Entries provided below:
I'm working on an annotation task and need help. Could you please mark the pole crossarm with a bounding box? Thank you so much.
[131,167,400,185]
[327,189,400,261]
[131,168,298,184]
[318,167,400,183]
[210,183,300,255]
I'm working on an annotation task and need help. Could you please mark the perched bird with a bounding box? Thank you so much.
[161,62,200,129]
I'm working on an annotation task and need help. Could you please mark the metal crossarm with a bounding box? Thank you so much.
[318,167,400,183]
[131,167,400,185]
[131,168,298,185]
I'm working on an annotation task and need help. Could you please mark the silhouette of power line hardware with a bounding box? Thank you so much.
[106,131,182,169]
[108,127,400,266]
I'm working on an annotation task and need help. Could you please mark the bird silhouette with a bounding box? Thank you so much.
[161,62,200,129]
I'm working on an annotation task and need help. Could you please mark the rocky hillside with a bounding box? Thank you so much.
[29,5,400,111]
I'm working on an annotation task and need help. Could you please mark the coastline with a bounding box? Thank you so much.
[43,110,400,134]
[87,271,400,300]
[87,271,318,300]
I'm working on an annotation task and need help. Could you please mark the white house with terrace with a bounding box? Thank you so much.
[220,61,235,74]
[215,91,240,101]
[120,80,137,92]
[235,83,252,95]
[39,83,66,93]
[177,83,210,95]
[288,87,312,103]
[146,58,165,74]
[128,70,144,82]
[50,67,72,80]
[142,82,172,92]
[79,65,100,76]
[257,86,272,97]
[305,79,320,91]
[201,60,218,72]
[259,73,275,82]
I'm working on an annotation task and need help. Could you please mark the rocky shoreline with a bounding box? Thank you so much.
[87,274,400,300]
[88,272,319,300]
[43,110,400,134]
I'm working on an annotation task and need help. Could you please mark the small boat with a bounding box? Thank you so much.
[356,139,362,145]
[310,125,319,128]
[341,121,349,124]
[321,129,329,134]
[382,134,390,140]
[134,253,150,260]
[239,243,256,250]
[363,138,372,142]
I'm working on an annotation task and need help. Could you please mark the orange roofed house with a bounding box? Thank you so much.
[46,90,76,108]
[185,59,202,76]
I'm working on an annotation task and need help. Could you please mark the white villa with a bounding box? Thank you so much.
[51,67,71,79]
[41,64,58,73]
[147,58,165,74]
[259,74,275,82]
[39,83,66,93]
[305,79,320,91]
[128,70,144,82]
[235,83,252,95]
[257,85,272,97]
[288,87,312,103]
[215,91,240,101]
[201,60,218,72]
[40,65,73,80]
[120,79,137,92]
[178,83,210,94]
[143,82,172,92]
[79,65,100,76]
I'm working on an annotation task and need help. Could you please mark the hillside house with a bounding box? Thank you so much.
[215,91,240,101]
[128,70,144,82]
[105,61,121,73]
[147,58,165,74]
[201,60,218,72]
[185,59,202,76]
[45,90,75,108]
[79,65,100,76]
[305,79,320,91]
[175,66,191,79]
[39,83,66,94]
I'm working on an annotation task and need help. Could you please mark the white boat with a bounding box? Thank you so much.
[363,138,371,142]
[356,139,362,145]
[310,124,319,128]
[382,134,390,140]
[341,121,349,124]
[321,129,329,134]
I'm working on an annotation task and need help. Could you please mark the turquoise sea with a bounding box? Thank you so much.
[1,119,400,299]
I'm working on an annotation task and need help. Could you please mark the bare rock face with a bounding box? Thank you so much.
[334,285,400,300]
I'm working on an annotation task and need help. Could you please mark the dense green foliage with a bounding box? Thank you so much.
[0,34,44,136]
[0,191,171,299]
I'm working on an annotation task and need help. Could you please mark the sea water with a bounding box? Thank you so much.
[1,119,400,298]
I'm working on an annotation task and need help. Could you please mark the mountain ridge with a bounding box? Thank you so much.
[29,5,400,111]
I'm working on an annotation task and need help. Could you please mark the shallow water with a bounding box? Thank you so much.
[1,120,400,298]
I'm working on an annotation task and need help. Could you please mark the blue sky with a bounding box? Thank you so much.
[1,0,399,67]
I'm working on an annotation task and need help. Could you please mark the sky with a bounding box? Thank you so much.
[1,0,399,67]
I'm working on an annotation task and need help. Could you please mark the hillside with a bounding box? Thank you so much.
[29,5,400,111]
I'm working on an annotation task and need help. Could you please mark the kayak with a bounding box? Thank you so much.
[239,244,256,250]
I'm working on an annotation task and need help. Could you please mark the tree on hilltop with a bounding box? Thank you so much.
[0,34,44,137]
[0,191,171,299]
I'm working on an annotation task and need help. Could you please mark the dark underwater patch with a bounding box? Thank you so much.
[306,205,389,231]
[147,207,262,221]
End of Entries provided.
Entries provided below:
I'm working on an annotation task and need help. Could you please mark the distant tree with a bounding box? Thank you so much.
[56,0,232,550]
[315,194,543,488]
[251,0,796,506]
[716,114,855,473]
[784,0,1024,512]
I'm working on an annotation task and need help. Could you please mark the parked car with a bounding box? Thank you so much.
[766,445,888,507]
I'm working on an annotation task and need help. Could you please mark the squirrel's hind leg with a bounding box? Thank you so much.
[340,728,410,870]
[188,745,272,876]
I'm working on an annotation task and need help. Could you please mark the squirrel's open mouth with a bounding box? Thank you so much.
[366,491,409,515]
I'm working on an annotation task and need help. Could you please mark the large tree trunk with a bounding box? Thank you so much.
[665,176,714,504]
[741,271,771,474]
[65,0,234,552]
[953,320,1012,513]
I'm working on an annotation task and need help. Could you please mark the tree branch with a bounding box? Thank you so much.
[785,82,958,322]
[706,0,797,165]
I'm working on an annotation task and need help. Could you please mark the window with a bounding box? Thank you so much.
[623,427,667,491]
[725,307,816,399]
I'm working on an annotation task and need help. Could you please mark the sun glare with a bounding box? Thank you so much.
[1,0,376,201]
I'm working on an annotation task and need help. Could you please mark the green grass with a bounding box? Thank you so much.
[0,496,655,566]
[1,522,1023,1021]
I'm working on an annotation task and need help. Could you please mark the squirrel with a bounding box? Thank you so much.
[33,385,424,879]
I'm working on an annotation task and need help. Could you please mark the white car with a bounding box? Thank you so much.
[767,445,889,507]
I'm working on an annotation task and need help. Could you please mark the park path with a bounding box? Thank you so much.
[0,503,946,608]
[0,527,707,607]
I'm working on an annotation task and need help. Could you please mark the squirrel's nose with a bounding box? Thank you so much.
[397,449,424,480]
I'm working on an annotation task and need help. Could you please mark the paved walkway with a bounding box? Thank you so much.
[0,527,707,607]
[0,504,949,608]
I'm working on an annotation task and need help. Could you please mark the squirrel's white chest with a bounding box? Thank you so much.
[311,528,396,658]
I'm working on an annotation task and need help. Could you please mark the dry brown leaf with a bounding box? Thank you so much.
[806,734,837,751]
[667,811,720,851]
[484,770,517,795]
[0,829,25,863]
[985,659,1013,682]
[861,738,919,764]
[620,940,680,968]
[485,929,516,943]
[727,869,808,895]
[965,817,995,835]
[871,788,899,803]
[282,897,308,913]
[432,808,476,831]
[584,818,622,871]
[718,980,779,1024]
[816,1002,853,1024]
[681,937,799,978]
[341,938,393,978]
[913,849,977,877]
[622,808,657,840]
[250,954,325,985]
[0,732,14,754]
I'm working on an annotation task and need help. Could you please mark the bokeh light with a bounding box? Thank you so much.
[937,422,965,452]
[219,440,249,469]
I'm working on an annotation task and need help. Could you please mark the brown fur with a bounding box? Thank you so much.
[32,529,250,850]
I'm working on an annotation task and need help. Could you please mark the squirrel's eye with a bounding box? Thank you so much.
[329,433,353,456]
End of Entries provided.
Entries provided below:
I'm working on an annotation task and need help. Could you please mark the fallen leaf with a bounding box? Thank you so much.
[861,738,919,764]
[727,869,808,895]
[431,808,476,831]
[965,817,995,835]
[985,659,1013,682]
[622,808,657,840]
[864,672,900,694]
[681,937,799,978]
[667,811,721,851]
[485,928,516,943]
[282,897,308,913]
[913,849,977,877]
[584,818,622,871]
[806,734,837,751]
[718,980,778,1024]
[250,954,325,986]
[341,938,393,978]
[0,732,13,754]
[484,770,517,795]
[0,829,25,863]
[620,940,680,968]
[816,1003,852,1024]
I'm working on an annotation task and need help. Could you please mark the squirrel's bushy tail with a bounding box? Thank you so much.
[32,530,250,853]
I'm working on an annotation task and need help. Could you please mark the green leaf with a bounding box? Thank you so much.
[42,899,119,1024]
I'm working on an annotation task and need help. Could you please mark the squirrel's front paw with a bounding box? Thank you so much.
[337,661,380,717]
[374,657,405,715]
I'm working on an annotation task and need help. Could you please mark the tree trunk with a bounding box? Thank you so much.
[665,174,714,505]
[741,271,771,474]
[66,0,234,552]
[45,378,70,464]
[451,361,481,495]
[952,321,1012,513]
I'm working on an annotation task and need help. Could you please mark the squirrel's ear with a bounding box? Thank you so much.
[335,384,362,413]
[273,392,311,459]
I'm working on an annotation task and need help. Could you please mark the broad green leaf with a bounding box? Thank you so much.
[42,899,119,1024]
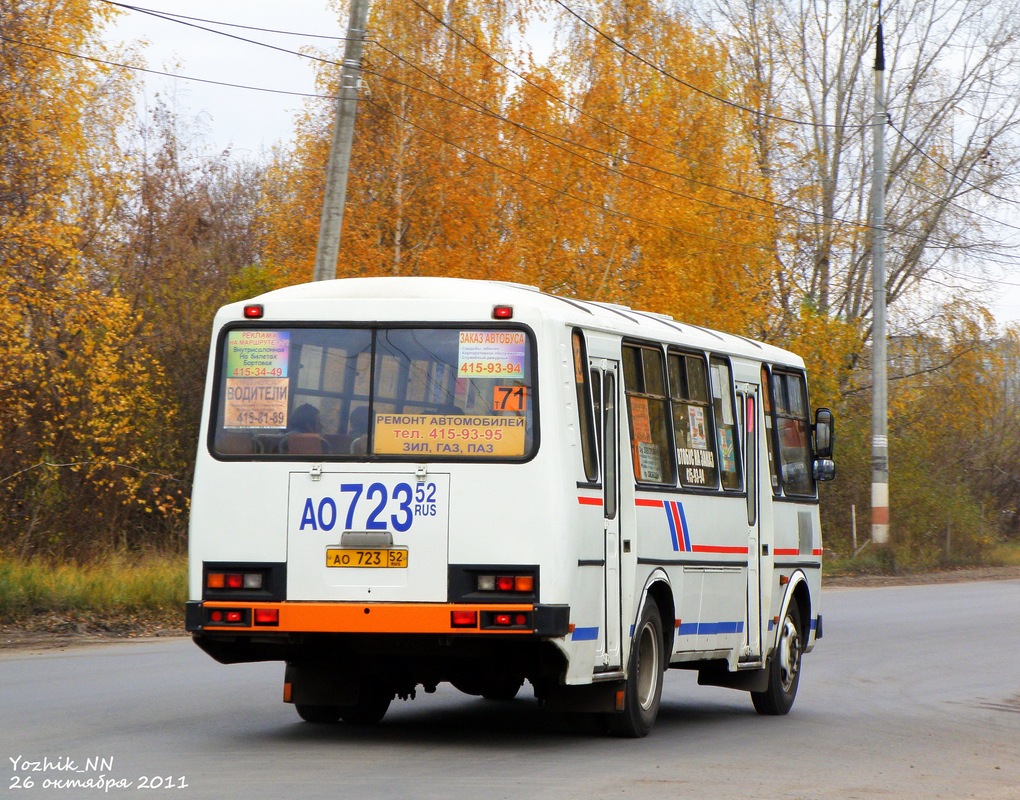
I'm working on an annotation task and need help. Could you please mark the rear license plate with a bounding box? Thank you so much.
End of Entries provided.
- [What is needed]: Within the material above, only the stretch from the line holding "the squirrel's ear" through the line holding "mark the rear" is to be restated exactly. Pictures are dropped.

- [Task output]:
I'm working on an annotation task and need help. Could you please mark the squirrel's ear with a bounding box? Thank you so much.
[335,384,362,413]
[273,392,311,459]
I'm working on an annotation task and need help. Could you please mark the broad green leaf with a bounding box? Thank you so much.
[42,899,119,1024]
I'm working on an annotation task and need help. Could you please mark the rear license plate with a bounding box? Thank you so much.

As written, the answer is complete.